__What is asked__:
Could you write out the records below again, substituting "site survey notes" for each "shelf-audit log" and leaving everything else as it is?

-----

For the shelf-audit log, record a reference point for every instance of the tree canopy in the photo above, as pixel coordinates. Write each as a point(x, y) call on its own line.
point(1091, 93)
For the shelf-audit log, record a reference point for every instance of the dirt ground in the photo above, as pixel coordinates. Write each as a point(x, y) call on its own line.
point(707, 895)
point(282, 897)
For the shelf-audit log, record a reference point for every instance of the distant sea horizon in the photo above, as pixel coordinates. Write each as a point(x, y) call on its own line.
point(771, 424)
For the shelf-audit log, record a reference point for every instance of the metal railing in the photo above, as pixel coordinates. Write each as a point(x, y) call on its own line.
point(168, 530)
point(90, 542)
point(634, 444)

-----

__Exercise response__:
For the site survey notes, record a reference point for every instance of the tree canopy in the photo above, as pixel coordinates. Write each as a point(x, y) call on its own line.
point(1091, 93)
For the site survey notes, record a reference point for every instance of the dirt ground in the photo above, as pixel coordinates. Write each as a point(x, y) call on its own line.
point(707, 895)
point(282, 897)
For the site survey notes, record a reference point for every instance of the distant sea horizon in the photo above, as pixel coordinates. Write each as a point(x, y) call on its own line.
point(771, 424)
For the site survey notes, record a reference point for every instance of the metal railing in the photo above, as pixel coordinates. Write each as a point(x, y) call on its own line.
point(168, 530)
point(90, 542)
point(634, 444)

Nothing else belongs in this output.